Object point labels
=======

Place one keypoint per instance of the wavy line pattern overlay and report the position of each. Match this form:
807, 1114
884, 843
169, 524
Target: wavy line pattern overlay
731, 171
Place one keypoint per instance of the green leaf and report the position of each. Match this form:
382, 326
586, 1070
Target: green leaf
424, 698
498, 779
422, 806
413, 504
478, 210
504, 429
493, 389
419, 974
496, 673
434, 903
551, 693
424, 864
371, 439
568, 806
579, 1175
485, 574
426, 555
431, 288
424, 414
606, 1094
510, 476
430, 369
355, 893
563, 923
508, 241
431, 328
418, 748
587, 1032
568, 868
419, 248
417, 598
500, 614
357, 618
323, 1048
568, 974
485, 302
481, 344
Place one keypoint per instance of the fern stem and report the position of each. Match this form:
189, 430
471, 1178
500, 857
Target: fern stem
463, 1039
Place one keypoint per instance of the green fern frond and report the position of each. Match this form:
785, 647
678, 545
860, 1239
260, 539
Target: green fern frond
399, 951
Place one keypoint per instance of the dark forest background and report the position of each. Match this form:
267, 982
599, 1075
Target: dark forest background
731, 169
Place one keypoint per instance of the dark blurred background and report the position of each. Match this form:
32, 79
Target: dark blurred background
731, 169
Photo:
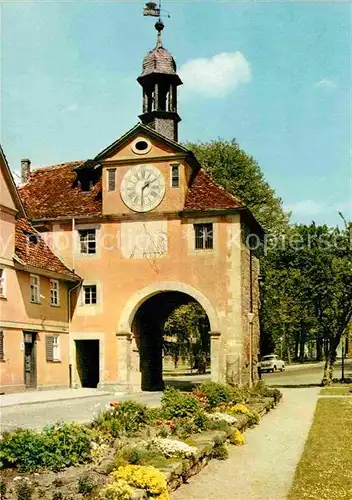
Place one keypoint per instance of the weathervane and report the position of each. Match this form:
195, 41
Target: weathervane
151, 9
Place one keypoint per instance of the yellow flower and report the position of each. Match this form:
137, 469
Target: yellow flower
118, 490
237, 438
144, 477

=======

=== TASK TO CARRY OUT ===
Leave the pictures out, and print every line of the listing exactly as written.

=== FULL RESPONSE ===
Place one keypoint per instance of the wavy line pattern overlay and report the position of each. Match this form:
807, 1114
884, 843
169, 524
Target: wavy line pattern overlay
731, 171
Place one keypoint per instance of the green leaf and report the position of each. Match this form:
382, 326
586, 1070
Target: green leaf
424, 698
498, 779
422, 806
413, 504
478, 210
504, 429
493, 389
419, 974
496, 673
434, 903
551, 693
424, 864
371, 439
568, 806
579, 1175
485, 574
426, 555
431, 288
424, 414
606, 1094
510, 476
430, 369
355, 893
563, 923
508, 241
431, 328
418, 748
587, 1032
568, 868
419, 248
417, 598
500, 614
357, 618
323, 1048
568, 974
485, 302
481, 344
Place one keypoint per instance of the fern stem and report the position of each. Match this form:
189, 430
471, 1178
500, 857
Target: fern stem
463, 1039
Place one keypoint per instance of the green fern frond and report the position of each. Match this form:
785, 647
678, 545
860, 1239
260, 539
Target: green fern frond
399, 951
Place one keypoint per instance of the dark forest background and report the position of each. Match this form:
267, 982
599, 1075
Target: dark forest background
731, 169
Place one keypoint per instance of the dark blurred background and report the position of each. Match this form:
32, 79
Target: dark blurred background
731, 169
Photo:
Place one keypoint per instance of the weathervane and report the position of each. Match this form:
195, 41
Target: weathervane
151, 9
Place one keypoint per instance of the yellow flower and report the position of each. Match this form:
137, 469
Target: yellow flower
118, 490
237, 438
144, 477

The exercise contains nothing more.